◆ Teks Pilihan:
··········
Sebagai struktur masyarakatnya sangat heterogen, Dinasti Usmani mempunyai kekuasaan yang menentukan nasib warga Timur Tengah dan Balkan, sampai pada tingkat yang luar biasa. Dinasti Usmani tersebut mendominasi, mengendalikan dan membentuk masyarakat yang dikuasainya. Salah satu konsep utama yang diterapkan oleh Usmani adalah perbedan antara askeri dan ri’aya, yakni antara kalangan elit penguasa dan yang dikuasai, elit pemerintah dan warga Negara, antara tentara dan pedagang, antar petugas pemungut pajak dan pembayar pajak. Bahkan, untuk menjadi kelas penguasa seseorang harus dididik dalam kebahasaan dan tata cara yang khusus yang disebut dengan tata cara Usman. Seseorang dapat menjadi elit Usmani melalui keturunan atau melalui pendidikan sekolah-sekolah kerajaan, kemiliteran atau pendidikan sekolah keagamaan.
Sebagai berikut adalah struktur pemerintahan negara kekhilafahan Turki Utsmany[5]:
1.    Khalifah.
2.    Para Mu'awin (Wuzrat at-Tafwidh), yakni para pembantu Khalifah dalam bidang pemerintahan.
3.    Wuzarat at-Tanfidz, yakni para pembantu Khalifah dalam bidang administrasi.
4.    Para Wali (Gubernur).
5.    Amirul Jihad.
6.    Departeman Keamanan Dalam Negeri.
7.    Departemen Luar Negeri.
8.    Departemen Industri.
9.    Peradilan.
10. Departemen-Departemen Negara untuk Pelayanan Masyarakat).
11. Baitul Mal (Kas Negara).
12. Departemen Penerangan.
13. Majelis Umat.
··········
◆ Tujuan Latihan: Tuliskan kembali teks pilihan di atas secara utuh tanpa mengubah satu kata pun. Catatan di bawah ini tidak diperlukan.

◆ Catatan Hasil Ekstraksi:
··········
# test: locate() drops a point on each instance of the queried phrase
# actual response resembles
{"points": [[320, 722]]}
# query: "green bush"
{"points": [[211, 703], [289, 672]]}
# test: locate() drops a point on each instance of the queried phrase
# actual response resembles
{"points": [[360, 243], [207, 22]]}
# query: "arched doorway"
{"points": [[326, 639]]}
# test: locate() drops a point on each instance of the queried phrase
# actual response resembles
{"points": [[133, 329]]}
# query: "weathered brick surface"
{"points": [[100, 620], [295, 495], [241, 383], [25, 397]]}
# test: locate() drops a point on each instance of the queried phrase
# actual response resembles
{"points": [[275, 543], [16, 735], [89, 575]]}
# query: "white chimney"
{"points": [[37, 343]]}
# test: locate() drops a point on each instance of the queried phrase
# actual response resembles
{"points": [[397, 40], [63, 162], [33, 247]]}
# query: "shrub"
··········
◆ Jawaban:
Sebagai struktur masyarakatnya sangat heterogen, Dinasti Usmani mempunyai kekuasaan yang menentukan nasib warga Timur Tengah dan Balkan, sampai pada tingkat yang luar biasa. Dinasti Usmani tersebut mendominasi, mengendalikan dan membentuk masyarakat yang dikuasainya. Salah satu konsep utama yang diterapkan oleh Usmani adalah perbedan antara askeri dan ri’aya, yakni antara kalangan elit penguasa dan yang dikuasai, elit pemerintah dan warga Negara, antara tentara dan pedagang, antar petugas pemungut pajak dan pembayar pajak. Bahkan, untuk menjadi kelas penguasa seseorang harus dididik dalam kebahasaan dan tata cara yang khusus yang disebut dengan tata cara Usman. Seseorang dapat menjadi elit Usmani melalui keturunan atau melalui pendidikan sekolah-sekolah kerajaan, kemiliteran atau pendidikan sekolah keagamaan.
Sebagai berikut adalah struktur pemerintahan negara kekhilafahan Turki Utsmany[5]:
1.    Khalifah.
2.    Para Mu'awin (Wuzrat at-Tafwidh), yakni para pembantu Khalifah dalam bidang pemerintahan.
3.    Wuzarat at-Tanfidz, yakni para pembantu Khalifah dalam bidang administrasi.
4.    Para Wali (Gubernur).
5.    Amirul Jihad.
6.    Departeman Keamanan Dalam Negeri.
7.    Departemen Luar Negeri.
8.    Departemen Industri.
9.    Peradilan.
10. Departemen-Departemen Negara untuk Pelayanan Masyarakat).
11. Baitul Mal (Kas Negara).
12. Departemen Penerangan.
13. Majelis Umat.